▶ [What you need to do] Rewrite every row below as a JSON list of strings, with one string per line and any blank lines left out.

>> begin Records for the task

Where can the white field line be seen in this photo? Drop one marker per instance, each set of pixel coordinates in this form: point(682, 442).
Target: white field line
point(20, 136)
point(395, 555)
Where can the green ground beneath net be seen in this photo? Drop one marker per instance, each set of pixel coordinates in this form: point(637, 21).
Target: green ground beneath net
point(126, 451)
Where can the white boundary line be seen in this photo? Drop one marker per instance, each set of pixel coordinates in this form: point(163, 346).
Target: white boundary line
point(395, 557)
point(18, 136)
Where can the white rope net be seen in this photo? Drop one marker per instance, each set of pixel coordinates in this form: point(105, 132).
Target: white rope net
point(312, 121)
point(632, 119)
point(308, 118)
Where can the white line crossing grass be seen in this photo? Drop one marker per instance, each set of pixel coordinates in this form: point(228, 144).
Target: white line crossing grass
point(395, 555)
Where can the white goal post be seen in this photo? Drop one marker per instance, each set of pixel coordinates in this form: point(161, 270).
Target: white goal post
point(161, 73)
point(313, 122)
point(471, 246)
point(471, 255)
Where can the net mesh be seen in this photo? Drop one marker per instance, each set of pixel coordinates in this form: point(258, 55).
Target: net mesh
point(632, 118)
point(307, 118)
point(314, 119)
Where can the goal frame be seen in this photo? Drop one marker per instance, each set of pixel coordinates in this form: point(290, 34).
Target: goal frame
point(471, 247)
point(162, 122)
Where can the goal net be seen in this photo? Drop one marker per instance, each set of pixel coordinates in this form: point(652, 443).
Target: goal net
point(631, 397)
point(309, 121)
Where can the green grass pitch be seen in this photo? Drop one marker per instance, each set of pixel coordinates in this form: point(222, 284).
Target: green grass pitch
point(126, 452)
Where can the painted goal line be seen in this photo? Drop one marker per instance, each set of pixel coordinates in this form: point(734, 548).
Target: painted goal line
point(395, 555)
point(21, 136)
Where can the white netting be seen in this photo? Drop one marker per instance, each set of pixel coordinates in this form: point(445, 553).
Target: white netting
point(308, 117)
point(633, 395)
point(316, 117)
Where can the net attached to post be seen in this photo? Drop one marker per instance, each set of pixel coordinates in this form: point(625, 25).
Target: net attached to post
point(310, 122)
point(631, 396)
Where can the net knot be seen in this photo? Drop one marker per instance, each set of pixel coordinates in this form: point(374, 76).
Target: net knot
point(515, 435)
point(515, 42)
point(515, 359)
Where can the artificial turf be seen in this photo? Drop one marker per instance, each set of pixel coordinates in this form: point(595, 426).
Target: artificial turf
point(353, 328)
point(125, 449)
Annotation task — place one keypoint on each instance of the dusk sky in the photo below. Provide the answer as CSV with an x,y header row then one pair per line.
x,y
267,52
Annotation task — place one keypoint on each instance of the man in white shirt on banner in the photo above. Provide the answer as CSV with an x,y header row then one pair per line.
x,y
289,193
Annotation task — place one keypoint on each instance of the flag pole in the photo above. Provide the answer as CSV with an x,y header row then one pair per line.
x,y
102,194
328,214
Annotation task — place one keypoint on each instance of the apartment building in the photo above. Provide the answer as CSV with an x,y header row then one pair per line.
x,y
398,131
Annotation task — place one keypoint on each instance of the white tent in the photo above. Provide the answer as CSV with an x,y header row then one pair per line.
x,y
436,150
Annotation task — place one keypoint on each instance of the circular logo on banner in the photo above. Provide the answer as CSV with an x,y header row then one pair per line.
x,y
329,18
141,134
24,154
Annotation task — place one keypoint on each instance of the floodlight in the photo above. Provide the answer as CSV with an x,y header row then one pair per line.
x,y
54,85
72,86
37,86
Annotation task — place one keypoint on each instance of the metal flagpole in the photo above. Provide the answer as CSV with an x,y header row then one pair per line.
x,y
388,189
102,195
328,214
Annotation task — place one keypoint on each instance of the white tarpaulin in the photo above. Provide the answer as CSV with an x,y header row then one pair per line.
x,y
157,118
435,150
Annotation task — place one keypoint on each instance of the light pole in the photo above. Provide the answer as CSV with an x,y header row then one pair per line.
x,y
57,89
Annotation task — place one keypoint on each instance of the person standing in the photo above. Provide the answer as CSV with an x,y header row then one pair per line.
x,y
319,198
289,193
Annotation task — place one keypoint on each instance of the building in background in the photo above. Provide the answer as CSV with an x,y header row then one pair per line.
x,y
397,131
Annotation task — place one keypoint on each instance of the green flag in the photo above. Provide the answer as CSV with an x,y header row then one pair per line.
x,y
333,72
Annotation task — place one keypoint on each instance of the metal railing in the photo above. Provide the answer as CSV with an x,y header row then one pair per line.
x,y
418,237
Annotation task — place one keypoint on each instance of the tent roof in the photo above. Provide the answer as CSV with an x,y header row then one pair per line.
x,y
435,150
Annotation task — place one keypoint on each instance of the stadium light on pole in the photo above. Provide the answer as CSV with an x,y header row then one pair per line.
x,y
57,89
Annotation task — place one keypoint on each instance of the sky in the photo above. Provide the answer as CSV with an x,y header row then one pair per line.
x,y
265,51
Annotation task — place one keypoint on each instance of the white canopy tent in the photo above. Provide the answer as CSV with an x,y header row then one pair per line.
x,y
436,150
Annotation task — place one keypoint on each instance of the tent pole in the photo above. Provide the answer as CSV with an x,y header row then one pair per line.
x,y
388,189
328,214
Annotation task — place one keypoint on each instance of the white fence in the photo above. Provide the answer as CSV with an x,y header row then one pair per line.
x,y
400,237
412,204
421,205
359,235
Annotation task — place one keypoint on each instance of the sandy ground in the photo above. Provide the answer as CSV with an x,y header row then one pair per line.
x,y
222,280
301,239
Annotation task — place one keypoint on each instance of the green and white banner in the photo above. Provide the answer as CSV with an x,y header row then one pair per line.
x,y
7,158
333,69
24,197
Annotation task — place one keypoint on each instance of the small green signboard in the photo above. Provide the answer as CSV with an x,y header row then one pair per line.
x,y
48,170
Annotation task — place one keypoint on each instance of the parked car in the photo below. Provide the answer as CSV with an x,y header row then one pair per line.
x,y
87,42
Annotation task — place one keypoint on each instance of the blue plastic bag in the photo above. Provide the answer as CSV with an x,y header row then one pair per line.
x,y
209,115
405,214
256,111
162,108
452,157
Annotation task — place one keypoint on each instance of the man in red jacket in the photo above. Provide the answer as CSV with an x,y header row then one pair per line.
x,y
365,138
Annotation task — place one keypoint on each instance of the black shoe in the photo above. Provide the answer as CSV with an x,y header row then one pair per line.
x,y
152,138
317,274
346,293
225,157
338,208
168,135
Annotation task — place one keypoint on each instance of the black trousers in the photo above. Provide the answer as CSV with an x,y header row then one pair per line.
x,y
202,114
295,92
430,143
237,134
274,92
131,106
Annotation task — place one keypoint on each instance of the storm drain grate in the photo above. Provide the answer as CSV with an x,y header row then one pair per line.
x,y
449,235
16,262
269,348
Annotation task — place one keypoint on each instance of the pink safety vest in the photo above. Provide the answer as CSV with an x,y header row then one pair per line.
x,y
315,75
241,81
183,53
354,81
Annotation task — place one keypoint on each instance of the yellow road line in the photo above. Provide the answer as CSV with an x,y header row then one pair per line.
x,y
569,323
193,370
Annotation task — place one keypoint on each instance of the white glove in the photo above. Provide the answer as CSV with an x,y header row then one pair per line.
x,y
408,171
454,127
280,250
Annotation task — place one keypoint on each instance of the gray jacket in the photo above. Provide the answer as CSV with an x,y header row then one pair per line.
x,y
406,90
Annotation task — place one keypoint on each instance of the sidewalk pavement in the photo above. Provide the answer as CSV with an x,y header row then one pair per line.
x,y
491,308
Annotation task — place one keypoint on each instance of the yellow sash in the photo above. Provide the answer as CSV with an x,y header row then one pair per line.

>> end Records for the task

▶ [Correct output]
[
  "Where can the white field line be seen in this photo? Drop one marker per instance, each set of pixel coordinates in this form: point(682, 442).",
  "Target: white field line",
  "point(20, 136)",
  "point(395, 555)",
  "Where can the green ground beneath net be seen in this photo? Drop one marker per instance, each set of pixel coordinates in this form: point(637, 21).",
  "Target: green ground beneath net",
  "point(126, 451)",
  "Where can the white boundary line be seen in this photo? Drop one marker per instance, each set of pixel coordinates in this form: point(163, 346).",
  "Target: white boundary line",
  "point(395, 557)",
  "point(18, 136)",
  "Where can the white rope net be seen in this photo? Drop one marker per instance, each set of pixel coordinates in this form: point(105, 132).",
  "Target: white rope net",
  "point(312, 121)",
  "point(632, 119)",
  "point(308, 118)",
  "Where can the white line crossing grass be seen in this photo? Drop one marker per instance, each set of pixel coordinates in this form: point(228, 144).",
  "Target: white line crossing grass",
  "point(395, 555)",
  "Where can the white goal post be seen in this photo? Drop one marker per instance, each set of pixel coordinates in this form: point(161, 270).",
  "Target: white goal post",
  "point(161, 73)",
  "point(313, 122)",
  "point(471, 246)",
  "point(471, 255)",
  "Where can the net mesh be seen in this photo? Drop one marker per instance, each set of pixel coordinates in this form: point(258, 55).",
  "Target: net mesh",
  "point(632, 118)",
  "point(307, 118)",
  "point(314, 119)",
  "Where can the goal frame be seen in this photo? Drop one marker per instance, each set of pixel coordinates in this form: point(290, 34).",
  "Target: goal frame",
  "point(471, 247)",
  "point(162, 122)",
  "Where can the goal net be seen in this photo? Drop one marker per instance, each set of pixel coordinates in this form: point(652, 443).",
  "Target: goal net",
  "point(631, 397)",
  "point(309, 121)",
  "Where can the green grass pitch be seen in this photo? Drop one marker per instance, each set of pixel coordinates in this form: point(222, 284).",
  "Target: green grass pitch",
  "point(126, 452)",
  "Where can the painted goal line be seen in this photo? Drop one marker per instance, each set of pixel coordinates in this form: point(734, 548).",
  "Target: painted goal line",
  "point(395, 555)",
  "point(21, 136)",
  "Where can the white netting be seen in this photo? Drop one marker per instance, each set of pixel coordinates in this form: point(445, 553).",
  "Target: white netting",
  "point(308, 117)",
  "point(633, 395)",
  "point(316, 117)",
  "Where can the net attached to post be seen in this photo? Drop one marker per instance, each set of pixel coordinates in this form: point(625, 25).",
  "Target: net attached to post",
  "point(310, 122)",
  "point(631, 396)",
  "Where can the net knot be seen in this photo? Drop one marker per instance, each set of pixel coordinates in this form: point(374, 76).",
  "Target: net knot",
  "point(515, 435)",
  "point(515, 42)",
  "point(515, 359)",
  "Where can the artificial turf be seen in this photo? Drop one marker per instance, each set of pixel coordinates in this form: point(595, 426).",
  "Target: artificial turf",
  "point(353, 328)",
  "point(125, 449)",
  "Annotation task — place one keypoint on each instance of the dusk sky in the photo below. Provide the answer as CSV with an x,y header row then one pair per line.",
  "x,y",
  "267,52",
  "Annotation task — place one keypoint on each instance of the man in white shirt on banner in the photo above. Provide the answer as CSV with an x,y header row then one pair per line.",
  "x,y",
  "289,193",
  "Annotation task — place one keypoint on each instance of the flag pole in the photo above. Provide the answer as CSV with an x,y header row then one pair per line.",
  "x,y",
  "102,194",
  "328,214",
  "Annotation task — place one keypoint on each instance of the apartment building in the photo above. Provide the answer as CSV with an x,y header row then one pair per line.",
  "x,y",
  "398,131",
  "Annotation task — place one keypoint on each instance of the white tent in the photo above. Provide the answer as CSV with an x,y header row then one pair per line.",
  "x,y",
  "436,150",
  "Annotation task — place one keypoint on each instance of the circular logo on banner in the photo above. Provide the answer as CSV with an x,y header row then one pair per line.",
  "x,y",
  "329,18",
  "141,134",
  "24,154",
  "Annotation task — place one keypoint on each instance of the floodlight in the photo above. Provide the answer as CSV with an x,y header row then one pair per line.",
  "x,y",
  "54,85",
  "72,86",
  "37,86",
  "Annotation task — place one keypoint on each instance of the metal flagpole in the photo above. Provide the answer as CSV with an x,y header row then one pair per line.",
  "x,y",
  "388,189",
  "102,195",
  "328,214",
  "Annotation task — place one keypoint on each instance of the white tarpaulin in the photo above. Provide the answer as CSV with an x,y header row then one pair per line.",
  "x,y",
  "157,118",
  "435,150",
  "Annotation task — place one keypoint on each instance of the light pole in the photo above. Provide the answer as CSV with an x,y header row then one pair per line.",
  "x,y",
  "57,89",
  "Annotation task — place one keypoint on each instance of the person standing in the photo above. Provide the answer as CSV with an x,y header row then one pair per line.",
  "x,y",
  "319,198",
  "289,193",
  "Annotation task — place one keypoint on each instance of the building in background in the photo above. Provide the answer as CSV with an x,y header row then one pair per line.",
  "x,y",
  "397,131",
  "Annotation task — place one keypoint on each instance of the green flag in the photo above. Provide the answer as CSV with an x,y header row then one pair per line.",
  "x,y",
  "333,72",
  "Annotation task — place one keypoint on each instance of the metal railing in the photo above. Provide the answer as CSV with an x,y header row then one pair per line.",
  "x,y",
  "418,237",
  "Annotation task — place one keypoint on each instance of the tent roof in the photo above. Provide the answer as CSV with an x,y header row then one pair per line.",
  "x,y",
  "435,150",
  "Annotation task — place one keypoint on each instance of the stadium light on pole in the photo above. Provide the answer as CSV with an x,y header row then one pair per line.",
  "x,y",
  "57,89",
  "Annotation task — place one keypoint on each instance of the sky in the photo above. Provide the answer as CSV with an x,y header row then one pair per line.",
  "x,y",
  "265,51",
  "Annotation task — place one keypoint on each instance of the white canopy tent in the photo above. Provide the answer as CSV with an x,y header row then one pair per line.",
  "x,y",
  "436,150",
  "Annotation task — place one keypoint on each instance of the tent pole in the photo above. Provide the answer as CSV with an x,y header row then one pair per line.",
  "x,y",
  "388,189",
  "328,214",
  "Annotation task — place one keypoint on each instance of the white fence in the photo above. Provide the answer as CSV with an x,y header row then one pair per line.",
  "x,y",
  "400,237",
  "412,204",
  "421,205",
  "359,235",
  "Annotation task — place one keypoint on each instance of the sandy ground in the photo above. Provide the answer as CSV with an x,y header row then one pair per line.",
  "x,y",
  "222,280",
  "301,239",
  "Annotation task — place one keypoint on each instance of the green and white banner in the photo above. Provide the answer as CSV with an x,y header row then one pair per line.",
  "x,y",
  "7,158",
  "333,69",
  "24,197",
  "Annotation task — place one keypoint on each instance of the small green signboard in the photo above. Provide the answer as CSV with an x,y header row then one pair per line.",
  "x,y",
  "48,170",
  "Annotation task — place one keypoint on each instance of the parked car in the photo below. Provide the answer as CSV with an x,y header row then one pair per line.",
  "x,y",
  "87,42",
  "Annotation task — place one keypoint on each instance of the blue plastic bag in the photo above. Provide the answer as CSV with an x,y header row then one pair per line.",
  "x,y",
  "209,115",
  "405,214",
  "256,111",
  "162,108",
  "452,157",
  "Annotation task — place one keypoint on each instance of the man in red jacket in the photo above. Provide the answer as CSV with an x,y header row then one pair per line.",
  "x,y",
  "365,138",
  "Annotation task — place one keypoint on each instance of the black shoe in the photo above. Provide the answer as CSV with an x,y header row then one pair per line.",
  "x,y",
  "152,138",
  "317,274",
  "346,293",
  "225,157",
  "338,208",
  "168,135",
  "Annotation task — place one keypoint on each instance of the black trousers in the photo above. Provide the answer as CSV with an x,y header row then one pair per line.",
  "x,y",
  "202,114",
  "295,92",
  "430,143",
  "237,134",
  "274,92",
  "131,106",
  "Annotation task — place one keypoint on each instance of the storm drain grate in the photo above. Provide the answer as CSV with an x,y header row then one pair per line.",
  "x,y",
  "449,235",
  "16,262",
  "269,348",
  "Annotation task — place one keypoint on each instance of the pink safety vest in the photo above. Provide the answer as CSV with an x,y header row then one pair per line.",
  "x,y",
  "315,75",
  "241,81",
  "183,53",
  "354,81",
  "Annotation task — place one keypoint on each instance of the yellow road line in the photo above. Provide the answer as CSV with an x,y header row then one pair per line.",
  "x,y",
  "569,323",
  "193,370",
  "Annotation task — place one keypoint on each instance of the white glove in the photo above. Provide the answer as CSV with an x,y header row then one pair per line.",
  "x,y",
  "408,171",
  "454,127",
  "280,250",
  "Annotation task — place one keypoint on each instance of the gray jacket in the photo above. Provide the answer as CSV with an x,y header row then one pair per line.",
  "x,y",
  "406,90",
  "Annotation task — place one keypoint on each instance of the sidewalk pavement in the photo above. Provide the answer as CSV with an x,y header row then one pair per line.",
  "x,y",
  "491,308",
  "Annotation task — place one keypoint on each instance of the yellow sash in the photo above. Provide the answer as CSV with an x,y header row then one pair per line."
]